DOCUMENT EXCERPT:
Three lessons from a postal operator’s agile transformation

Agilar Team
29 Jul, 2025
business agility
business agility

When Belgium’s national postal service faced deregulation, the pressure was immense. The Tracked Mail team had been racing to launch products, but the result was fragile systems, buggy applications, and an unstable foundation.
Turning to Scrum and Agile engineering practices wasn’t just a technical fix—it became the spark for cultural change. Here are the three lessons that shaped the transformation and continue to guide how we think about Agile today.
1. Know who owns the value
At first, the teams performed well, but competing demands from multiple business managers created a tug-of-war. Everyone believed their request was the most important.
The breakthrough came when alignment moved up a level: a single leader with authority across projects defined the priorities for the entire value stream. Suddenly, conflicts dissolved, and teams had the clarity to focus on what mattered most.
Tip: Always identify who is accountable for the end-to-end value stream. Without that clarity, even high-performing teams can get paralyzed.
2. Don’t rush trust
The problems were obvious: poor quality, siloed knowledge, disconnected business. The temptation was to push hard for change immediately. But forcing it would have backfired.
Instead, the transformation moved at the pace of trust. By creating space for people to process fears and by showing early wins, leaders gradually earned buy-in. Change stuck because it was co-owned.

DATA:

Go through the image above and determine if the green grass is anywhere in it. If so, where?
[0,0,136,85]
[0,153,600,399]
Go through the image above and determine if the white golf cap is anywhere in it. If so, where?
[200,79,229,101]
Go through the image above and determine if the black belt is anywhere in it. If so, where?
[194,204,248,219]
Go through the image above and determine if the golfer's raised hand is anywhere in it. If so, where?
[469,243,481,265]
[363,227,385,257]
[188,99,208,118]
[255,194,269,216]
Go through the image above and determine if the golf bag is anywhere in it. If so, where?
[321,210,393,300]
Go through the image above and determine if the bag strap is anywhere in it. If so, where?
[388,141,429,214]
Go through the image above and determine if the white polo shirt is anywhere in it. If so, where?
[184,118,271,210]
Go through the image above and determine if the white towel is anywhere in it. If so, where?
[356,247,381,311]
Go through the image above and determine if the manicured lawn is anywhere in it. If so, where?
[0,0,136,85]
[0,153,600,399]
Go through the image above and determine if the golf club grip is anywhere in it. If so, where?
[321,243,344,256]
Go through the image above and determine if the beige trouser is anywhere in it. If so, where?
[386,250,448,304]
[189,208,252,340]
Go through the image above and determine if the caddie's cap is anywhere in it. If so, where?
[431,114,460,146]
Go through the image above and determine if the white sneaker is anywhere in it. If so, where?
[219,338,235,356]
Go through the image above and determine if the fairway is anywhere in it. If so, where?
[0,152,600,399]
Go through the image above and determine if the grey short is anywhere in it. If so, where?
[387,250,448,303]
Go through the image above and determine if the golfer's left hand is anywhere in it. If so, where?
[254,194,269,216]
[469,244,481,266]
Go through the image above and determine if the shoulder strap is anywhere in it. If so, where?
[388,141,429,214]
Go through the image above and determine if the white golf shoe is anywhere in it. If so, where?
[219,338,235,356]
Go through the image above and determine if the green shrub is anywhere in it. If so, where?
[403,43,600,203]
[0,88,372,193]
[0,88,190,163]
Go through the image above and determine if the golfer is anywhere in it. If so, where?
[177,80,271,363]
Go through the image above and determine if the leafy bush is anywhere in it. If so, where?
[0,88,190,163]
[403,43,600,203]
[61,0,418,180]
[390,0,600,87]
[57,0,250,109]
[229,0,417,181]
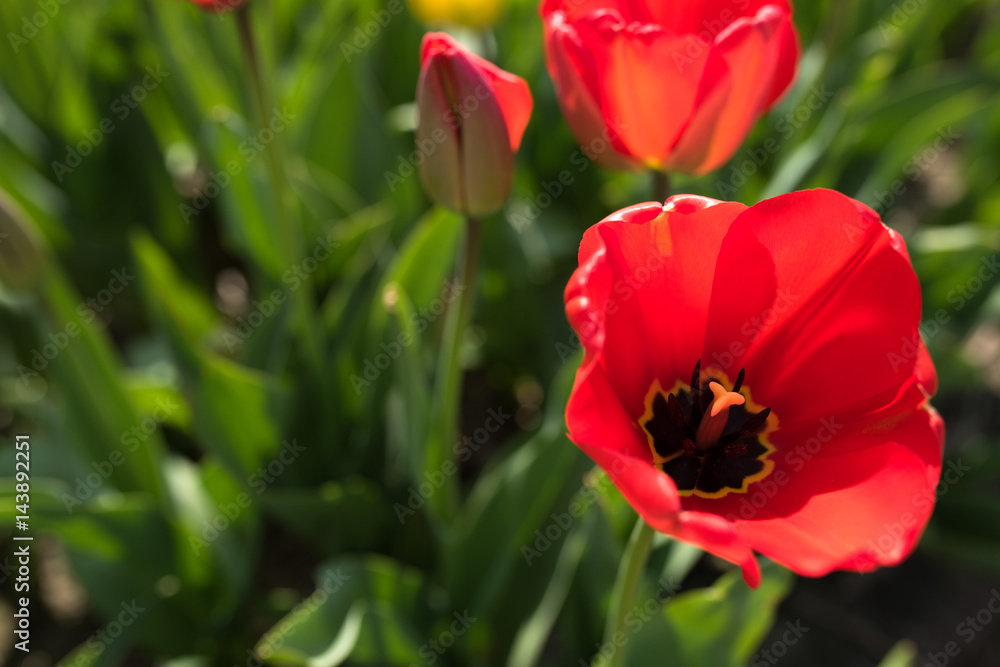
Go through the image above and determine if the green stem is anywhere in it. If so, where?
[236,4,325,376]
[653,169,670,202]
[602,517,654,667]
[427,216,482,518]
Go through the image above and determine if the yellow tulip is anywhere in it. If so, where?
[409,0,507,28]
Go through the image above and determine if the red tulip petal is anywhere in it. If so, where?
[764,11,799,109]
[705,191,920,428]
[417,56,465,217]
[670,5,791,174]
[420,32,533,153]
[545,13,640,169]
[566,358,760,587]
[574,11,710,166]
[566,195,745,419]
[735,408,943,576]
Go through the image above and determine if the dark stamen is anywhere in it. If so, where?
[722,442,747,458]
[684,438,696,456]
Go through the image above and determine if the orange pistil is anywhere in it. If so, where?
[698,382,746,449]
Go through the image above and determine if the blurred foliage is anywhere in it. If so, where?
[0,0,1000,667]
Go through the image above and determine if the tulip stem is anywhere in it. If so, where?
[653,169,670,202]
[599,517,654,667]
[427,216,482,519]
[236,4,324,374]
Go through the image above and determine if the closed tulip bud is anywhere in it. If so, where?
[541,0,799,175]
[410,0,507,28]
[0,190,49,290]
[417,33,532,216]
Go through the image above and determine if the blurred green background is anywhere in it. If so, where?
[0,0,1000,667]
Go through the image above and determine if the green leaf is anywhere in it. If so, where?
[626,563,794,667]
[263,477,390,554]
[254,556,428,667]
[878,639,917,667]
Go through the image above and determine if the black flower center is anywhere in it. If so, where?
[640,361,777,498]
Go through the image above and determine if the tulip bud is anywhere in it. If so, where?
[0,190,49,290]
[417,33,532,216]
[540,0,799,175]
[410,0,507,28]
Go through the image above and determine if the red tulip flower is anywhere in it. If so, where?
[566,190,944,586]
[541,0,799,175]
[417,33,532,216]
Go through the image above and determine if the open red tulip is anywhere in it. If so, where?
[417,33,532,216]
[565,190,944,586]
[541,0,799,174]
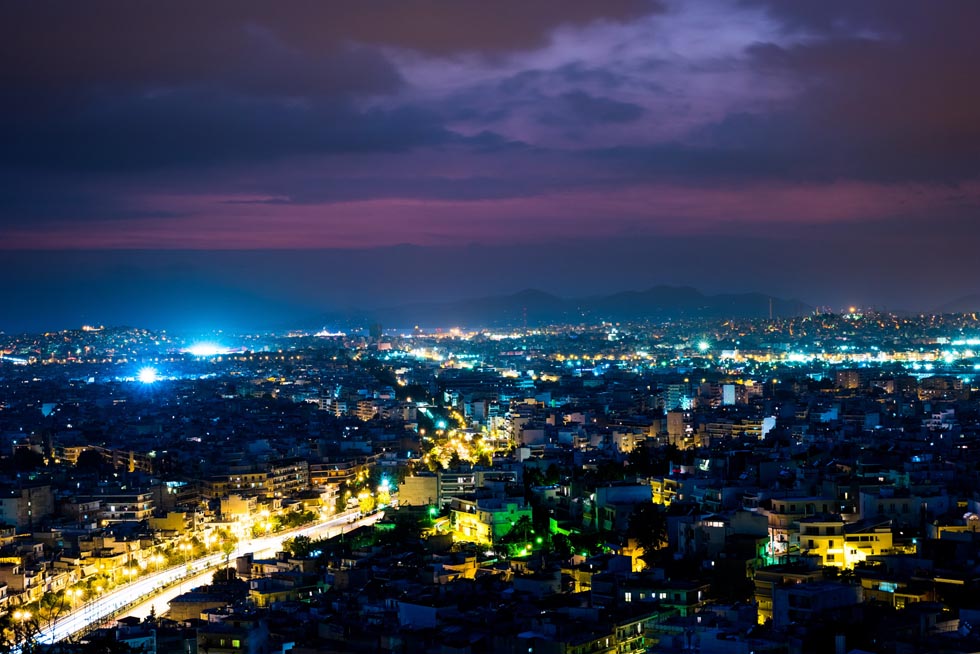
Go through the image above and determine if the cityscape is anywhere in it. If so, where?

YOUR INSTRUCTIONS: Can you write what comes next in the article on the postal operator's agile transformation, starting after its final sentence? The data has nothing to do with the article on the postal operator's agile transformation.

RESPONSE TO THE EXERCISE:
Tip: Change only moves at the speed of trust. Move fast on what you can, but be patient where it matters most.
3. Quality is a catalyst
In the beginning, every release felt risky. The codebase was fragile, bugs piled up, and innovation seemed impossible. Teams were stuck in firefighting mode.
That changed once engineering practices took root: continuous integration, automated testing, shared ownership. Quality improvements didn’t just stabilize systems—they unlocked speed, confidence, and morale.
Tip: If you want teams to thrive, start by enabling them to deliver high-quality increments at a sustainable pace. Quality fuels everything else.
Final thought
The Tracked Mail transformation shows that Agile isn’t just about ceremonies or backlogs—it’s about creating the conditions for trust, clarity, and quality. When those three elements are in place, teams do more than deliver; they grow, adapt, and inspire others across the organization.